- [INPUT DATA]:
______________________________
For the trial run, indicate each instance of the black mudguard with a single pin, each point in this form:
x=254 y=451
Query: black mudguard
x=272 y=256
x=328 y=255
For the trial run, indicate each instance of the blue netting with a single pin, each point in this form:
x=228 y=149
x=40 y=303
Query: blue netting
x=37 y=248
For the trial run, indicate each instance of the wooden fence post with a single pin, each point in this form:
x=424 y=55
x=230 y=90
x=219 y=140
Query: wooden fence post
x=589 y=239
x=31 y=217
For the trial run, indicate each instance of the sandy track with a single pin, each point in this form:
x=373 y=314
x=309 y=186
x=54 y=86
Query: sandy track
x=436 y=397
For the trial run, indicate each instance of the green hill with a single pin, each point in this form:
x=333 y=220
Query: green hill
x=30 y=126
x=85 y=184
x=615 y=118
______________________________
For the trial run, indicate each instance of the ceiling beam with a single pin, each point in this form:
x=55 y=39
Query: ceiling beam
______________________________
Can you write out the lines again, starting at the line that contains "For the trial run, indicate each instance of the ceiling" and stopping after the line that contains "Query: ceiling beam", with "ceiling beam" replaced by "rafter" and nothing else altered?

- [FULL RESPONSE]:
For the trial run, indicate each instance of the rafter with a single pin, each point in this form:
x=55 y=39
Query: rafter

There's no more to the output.